Extracted material ▸
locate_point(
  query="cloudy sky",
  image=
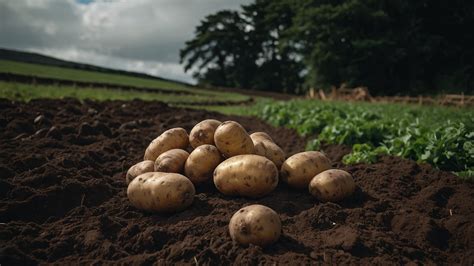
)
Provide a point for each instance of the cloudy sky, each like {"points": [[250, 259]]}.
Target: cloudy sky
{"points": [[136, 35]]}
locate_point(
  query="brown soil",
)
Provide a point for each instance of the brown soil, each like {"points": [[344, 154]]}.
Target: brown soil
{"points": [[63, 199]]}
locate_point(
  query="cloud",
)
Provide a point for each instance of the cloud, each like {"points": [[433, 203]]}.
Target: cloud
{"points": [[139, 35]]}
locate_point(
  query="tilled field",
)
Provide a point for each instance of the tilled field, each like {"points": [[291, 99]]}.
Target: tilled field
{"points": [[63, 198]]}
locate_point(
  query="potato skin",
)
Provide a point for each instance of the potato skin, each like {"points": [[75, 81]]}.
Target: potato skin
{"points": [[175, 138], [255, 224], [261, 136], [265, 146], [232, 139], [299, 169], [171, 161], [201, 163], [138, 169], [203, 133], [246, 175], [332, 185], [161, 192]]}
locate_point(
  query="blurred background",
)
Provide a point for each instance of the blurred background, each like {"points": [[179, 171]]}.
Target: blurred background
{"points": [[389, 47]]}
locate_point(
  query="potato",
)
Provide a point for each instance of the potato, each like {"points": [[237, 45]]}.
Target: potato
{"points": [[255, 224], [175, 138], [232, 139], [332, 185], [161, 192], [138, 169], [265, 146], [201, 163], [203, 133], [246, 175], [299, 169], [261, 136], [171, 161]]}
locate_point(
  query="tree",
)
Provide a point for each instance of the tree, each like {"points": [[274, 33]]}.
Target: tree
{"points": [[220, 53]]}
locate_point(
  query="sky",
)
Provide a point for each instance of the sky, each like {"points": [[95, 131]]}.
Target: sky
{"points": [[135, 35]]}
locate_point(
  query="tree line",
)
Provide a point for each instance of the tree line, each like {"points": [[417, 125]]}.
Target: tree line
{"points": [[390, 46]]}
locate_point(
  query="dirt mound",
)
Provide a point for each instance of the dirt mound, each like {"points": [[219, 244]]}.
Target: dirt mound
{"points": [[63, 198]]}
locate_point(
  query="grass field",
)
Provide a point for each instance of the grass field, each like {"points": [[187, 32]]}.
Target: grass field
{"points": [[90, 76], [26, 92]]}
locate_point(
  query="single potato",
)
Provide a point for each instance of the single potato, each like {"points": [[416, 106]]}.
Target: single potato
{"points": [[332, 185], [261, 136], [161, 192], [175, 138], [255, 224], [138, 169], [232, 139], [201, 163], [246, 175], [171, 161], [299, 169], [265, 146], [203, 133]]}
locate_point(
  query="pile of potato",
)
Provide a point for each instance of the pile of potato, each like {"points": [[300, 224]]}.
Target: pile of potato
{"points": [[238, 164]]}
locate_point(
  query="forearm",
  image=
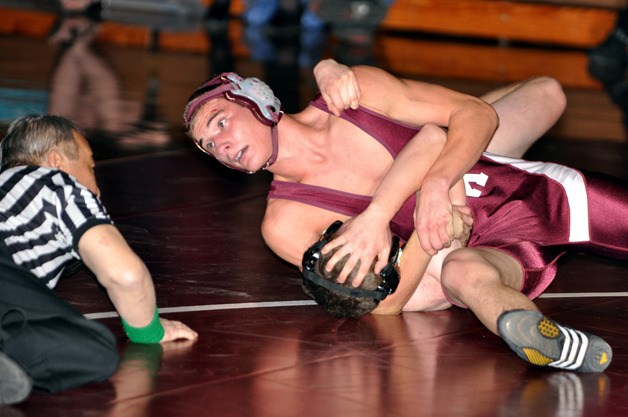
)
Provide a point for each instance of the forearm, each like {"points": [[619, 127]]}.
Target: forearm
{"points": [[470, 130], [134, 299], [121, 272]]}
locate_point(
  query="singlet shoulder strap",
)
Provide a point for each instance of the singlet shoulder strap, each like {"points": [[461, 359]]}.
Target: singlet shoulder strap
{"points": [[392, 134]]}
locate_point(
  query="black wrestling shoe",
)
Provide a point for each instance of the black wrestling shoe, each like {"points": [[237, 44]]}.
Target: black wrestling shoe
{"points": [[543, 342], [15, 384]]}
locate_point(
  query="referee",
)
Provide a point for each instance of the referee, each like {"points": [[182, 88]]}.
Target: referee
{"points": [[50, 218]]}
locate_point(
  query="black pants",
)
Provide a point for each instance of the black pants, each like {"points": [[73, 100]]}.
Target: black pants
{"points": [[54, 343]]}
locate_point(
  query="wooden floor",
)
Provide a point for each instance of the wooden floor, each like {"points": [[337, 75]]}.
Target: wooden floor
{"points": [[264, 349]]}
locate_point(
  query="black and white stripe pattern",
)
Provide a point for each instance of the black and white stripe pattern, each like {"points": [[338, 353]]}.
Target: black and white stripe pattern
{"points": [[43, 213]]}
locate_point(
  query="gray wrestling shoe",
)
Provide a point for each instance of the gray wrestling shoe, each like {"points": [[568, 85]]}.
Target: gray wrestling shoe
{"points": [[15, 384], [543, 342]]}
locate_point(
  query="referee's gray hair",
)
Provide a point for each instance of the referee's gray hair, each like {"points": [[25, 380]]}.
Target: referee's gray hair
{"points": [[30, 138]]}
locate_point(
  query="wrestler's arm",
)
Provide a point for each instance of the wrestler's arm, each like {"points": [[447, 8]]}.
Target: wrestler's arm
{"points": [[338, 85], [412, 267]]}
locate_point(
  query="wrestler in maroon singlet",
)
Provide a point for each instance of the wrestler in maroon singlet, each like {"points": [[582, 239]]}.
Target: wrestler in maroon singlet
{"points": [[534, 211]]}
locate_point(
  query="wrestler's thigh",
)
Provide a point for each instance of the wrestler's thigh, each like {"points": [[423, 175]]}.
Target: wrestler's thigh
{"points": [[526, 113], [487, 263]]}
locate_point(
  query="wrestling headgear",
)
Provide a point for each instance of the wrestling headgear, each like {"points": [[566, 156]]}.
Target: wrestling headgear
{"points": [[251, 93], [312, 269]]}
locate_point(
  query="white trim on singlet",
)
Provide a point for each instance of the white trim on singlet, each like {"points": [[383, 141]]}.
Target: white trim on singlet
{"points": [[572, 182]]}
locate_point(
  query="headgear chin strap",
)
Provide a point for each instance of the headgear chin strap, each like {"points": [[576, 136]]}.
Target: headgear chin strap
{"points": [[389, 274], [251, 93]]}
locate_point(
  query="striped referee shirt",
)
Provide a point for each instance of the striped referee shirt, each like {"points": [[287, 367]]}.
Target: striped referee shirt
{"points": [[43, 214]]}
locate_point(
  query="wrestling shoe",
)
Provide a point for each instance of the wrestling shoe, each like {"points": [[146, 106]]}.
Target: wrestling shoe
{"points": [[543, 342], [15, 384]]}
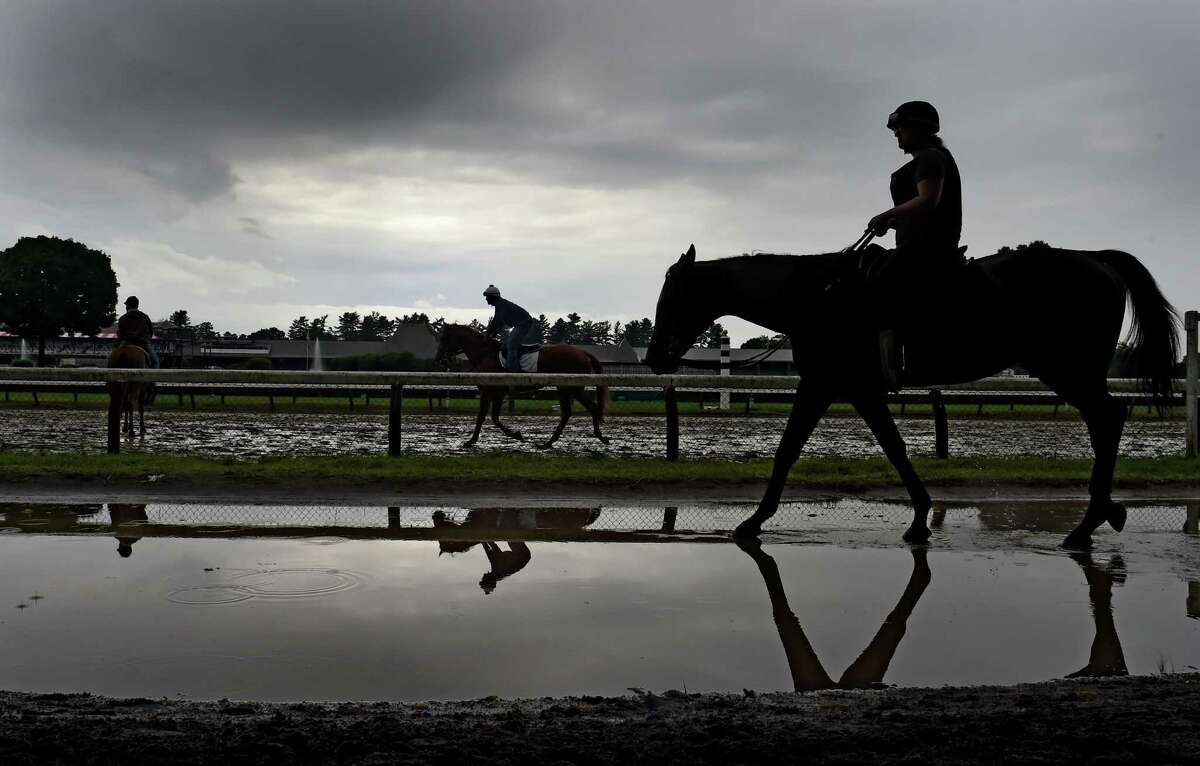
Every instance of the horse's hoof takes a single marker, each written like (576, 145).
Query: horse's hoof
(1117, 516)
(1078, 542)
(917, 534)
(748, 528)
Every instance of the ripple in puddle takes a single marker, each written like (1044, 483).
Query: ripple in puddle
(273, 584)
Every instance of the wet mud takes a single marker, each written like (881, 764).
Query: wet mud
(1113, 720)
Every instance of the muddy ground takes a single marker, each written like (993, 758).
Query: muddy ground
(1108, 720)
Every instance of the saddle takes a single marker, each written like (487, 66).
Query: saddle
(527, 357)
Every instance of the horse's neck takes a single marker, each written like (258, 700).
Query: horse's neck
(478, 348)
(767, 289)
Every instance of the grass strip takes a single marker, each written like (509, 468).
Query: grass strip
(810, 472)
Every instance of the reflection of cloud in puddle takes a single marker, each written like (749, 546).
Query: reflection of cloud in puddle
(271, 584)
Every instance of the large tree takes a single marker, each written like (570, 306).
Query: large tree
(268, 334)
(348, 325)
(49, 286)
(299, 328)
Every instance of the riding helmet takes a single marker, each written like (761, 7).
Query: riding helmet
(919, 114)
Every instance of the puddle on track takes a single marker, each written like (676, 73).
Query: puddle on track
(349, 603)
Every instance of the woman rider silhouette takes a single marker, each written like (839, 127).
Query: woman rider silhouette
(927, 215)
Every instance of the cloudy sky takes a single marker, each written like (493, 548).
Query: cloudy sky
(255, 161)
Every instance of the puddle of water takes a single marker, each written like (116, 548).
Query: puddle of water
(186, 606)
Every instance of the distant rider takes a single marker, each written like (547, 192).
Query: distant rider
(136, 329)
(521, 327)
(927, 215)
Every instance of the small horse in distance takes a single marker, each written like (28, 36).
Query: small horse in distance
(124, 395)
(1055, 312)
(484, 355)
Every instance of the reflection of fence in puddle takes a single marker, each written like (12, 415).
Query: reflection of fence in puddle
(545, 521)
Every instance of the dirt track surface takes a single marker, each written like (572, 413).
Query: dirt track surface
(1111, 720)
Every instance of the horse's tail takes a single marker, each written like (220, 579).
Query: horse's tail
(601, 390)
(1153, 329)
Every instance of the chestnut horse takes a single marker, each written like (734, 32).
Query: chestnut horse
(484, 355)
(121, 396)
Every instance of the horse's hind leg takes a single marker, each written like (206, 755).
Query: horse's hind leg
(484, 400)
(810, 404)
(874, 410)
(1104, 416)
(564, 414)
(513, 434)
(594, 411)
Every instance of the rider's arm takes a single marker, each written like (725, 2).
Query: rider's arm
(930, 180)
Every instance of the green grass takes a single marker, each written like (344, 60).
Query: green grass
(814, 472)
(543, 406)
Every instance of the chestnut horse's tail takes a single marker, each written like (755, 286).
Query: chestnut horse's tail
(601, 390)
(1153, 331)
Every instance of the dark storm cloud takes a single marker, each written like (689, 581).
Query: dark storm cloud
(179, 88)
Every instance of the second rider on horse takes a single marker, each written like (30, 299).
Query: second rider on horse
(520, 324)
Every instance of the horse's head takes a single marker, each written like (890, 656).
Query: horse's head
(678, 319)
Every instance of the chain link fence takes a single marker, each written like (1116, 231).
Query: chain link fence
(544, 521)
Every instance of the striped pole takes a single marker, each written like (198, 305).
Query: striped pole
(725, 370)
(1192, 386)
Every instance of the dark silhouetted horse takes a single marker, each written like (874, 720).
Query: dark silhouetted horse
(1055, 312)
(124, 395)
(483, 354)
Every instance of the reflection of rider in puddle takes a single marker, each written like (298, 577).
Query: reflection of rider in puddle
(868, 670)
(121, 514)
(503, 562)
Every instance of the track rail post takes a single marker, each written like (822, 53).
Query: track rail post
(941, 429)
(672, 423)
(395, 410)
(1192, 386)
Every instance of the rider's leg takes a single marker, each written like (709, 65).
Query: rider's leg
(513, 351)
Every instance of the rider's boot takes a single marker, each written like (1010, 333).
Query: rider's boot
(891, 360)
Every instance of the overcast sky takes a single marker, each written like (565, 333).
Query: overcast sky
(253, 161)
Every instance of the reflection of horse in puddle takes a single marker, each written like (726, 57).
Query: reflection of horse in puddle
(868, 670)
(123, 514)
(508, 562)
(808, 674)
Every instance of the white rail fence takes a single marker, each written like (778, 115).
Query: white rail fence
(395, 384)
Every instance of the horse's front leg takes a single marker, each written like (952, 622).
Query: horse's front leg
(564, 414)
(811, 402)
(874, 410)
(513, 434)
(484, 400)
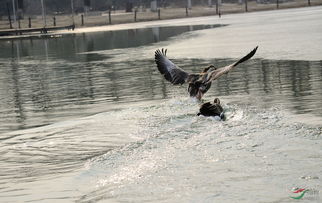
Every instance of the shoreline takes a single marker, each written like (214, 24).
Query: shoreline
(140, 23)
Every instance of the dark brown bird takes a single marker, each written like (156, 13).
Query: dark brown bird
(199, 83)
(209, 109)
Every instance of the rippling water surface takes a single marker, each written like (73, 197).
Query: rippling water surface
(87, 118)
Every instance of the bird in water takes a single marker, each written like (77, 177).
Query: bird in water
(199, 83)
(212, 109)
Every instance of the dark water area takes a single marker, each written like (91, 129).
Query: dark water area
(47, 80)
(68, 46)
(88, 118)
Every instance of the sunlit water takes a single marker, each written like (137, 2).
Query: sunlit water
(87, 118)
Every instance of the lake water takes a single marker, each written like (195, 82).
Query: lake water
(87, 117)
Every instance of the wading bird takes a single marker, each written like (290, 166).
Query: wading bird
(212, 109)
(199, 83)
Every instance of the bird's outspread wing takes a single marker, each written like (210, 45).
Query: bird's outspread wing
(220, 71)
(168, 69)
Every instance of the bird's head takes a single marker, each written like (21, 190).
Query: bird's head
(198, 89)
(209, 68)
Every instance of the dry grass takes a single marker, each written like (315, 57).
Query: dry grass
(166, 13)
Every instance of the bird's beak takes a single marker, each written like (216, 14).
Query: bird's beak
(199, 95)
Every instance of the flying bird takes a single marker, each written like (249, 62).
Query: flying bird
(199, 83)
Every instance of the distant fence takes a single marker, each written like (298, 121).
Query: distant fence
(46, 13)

Brief ▸ Here the job is to set down exactly the lines of the material above that fall between the one with "Target: sky" and the one with "Provide a point for each instance of the single potato, each", inclusive, and nothing beyond them.

Worked solution ▸
Target: sky
{"points": [[135, 35]]}
locate_point(
  query="tree line",
)
Provide a point for each instance of the tree line, each like {"points": [[417, 125]]}.
Target: tree line
{"points": [[390, 46]]}
locate_point(
  query="dirt mound",
)
Provide a point for each instance of the dirt mound, each like {"points": [[219, 244]]}.
Target: dirt mound
{"points": [[63, 198]]}
locate_point(
  query="grass field",
)
Provide a point for each instance of the grass field, each like {"points": [[187, 32]]}.
Target: grass field
{"points": [[90, 76], [26, 92]]}
locate_point(
  query="single potato",
)
Provide a point for each instance of the single potato, each like {"points": [[416, 106]]}.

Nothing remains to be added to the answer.